■ **Provided data**:
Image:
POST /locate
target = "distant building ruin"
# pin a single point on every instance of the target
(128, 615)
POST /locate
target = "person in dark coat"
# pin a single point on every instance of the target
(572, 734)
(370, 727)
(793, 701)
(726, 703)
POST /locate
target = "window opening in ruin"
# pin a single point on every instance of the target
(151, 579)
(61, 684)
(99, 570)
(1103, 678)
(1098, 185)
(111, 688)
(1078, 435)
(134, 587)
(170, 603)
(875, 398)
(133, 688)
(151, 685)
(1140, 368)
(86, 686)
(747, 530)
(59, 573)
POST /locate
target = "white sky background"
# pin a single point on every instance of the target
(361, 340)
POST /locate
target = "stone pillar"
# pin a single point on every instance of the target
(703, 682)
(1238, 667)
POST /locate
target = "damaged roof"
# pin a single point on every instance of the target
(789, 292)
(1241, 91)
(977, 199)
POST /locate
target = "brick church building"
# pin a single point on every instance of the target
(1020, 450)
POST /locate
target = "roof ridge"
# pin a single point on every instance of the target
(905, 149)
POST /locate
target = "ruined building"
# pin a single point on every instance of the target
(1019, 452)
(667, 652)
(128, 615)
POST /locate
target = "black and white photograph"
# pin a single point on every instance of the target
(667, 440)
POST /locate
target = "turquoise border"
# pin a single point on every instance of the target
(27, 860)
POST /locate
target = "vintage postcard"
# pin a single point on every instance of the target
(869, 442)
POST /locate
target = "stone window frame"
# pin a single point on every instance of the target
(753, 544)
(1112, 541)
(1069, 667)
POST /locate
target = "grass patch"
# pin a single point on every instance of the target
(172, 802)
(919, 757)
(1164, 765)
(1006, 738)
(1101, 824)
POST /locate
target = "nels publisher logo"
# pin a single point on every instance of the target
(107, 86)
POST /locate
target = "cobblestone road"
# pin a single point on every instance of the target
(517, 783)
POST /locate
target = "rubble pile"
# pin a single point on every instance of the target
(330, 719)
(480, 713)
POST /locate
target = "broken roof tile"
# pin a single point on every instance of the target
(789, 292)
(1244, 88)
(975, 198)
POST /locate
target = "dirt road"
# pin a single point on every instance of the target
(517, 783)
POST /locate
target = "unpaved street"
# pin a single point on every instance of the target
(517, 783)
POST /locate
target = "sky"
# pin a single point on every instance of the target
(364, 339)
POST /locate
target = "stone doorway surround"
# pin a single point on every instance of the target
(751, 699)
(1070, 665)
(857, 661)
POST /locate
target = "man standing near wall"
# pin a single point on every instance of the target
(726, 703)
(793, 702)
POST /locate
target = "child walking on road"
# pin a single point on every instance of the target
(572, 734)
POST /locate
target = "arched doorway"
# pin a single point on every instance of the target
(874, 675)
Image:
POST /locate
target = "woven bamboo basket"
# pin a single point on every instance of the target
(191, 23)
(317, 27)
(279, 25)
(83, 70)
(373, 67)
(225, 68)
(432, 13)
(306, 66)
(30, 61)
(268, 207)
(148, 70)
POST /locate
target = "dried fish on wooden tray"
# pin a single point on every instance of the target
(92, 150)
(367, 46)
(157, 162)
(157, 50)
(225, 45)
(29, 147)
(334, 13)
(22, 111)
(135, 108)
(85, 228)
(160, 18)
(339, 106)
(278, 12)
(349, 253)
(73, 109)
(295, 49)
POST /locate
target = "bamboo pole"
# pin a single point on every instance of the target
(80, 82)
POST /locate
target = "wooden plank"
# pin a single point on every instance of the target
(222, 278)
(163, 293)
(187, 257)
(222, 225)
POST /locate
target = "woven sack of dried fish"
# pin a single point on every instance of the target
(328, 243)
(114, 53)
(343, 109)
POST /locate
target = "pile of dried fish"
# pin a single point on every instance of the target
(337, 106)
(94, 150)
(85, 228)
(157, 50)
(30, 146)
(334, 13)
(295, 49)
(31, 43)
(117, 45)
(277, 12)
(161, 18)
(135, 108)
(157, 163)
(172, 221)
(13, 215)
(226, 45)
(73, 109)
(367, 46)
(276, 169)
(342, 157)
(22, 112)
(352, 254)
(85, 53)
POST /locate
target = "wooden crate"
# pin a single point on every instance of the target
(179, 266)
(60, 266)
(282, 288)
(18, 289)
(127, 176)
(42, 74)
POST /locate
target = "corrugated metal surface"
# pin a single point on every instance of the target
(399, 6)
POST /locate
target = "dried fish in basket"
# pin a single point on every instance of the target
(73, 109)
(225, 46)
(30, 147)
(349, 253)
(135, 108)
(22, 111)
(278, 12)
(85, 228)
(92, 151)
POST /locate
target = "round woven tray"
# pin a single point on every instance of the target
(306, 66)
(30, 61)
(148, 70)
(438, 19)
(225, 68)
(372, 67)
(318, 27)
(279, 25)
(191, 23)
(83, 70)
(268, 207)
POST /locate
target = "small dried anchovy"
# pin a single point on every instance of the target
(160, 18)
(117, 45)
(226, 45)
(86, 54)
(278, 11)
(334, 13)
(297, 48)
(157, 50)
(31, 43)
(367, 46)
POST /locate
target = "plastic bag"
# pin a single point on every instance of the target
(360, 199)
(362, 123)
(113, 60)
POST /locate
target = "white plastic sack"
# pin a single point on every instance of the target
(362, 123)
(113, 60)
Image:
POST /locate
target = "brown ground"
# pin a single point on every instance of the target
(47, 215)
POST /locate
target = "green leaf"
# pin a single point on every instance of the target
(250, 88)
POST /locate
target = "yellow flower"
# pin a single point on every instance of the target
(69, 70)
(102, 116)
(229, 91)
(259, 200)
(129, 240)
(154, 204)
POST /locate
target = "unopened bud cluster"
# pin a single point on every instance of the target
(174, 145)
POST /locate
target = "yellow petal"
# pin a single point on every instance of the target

■ **Prompt**: Show every line of the listing in which the string "basket" can be found.

■ **Exercise answer**:
target = "woven bamboo basket"
target = "dried fish in basket"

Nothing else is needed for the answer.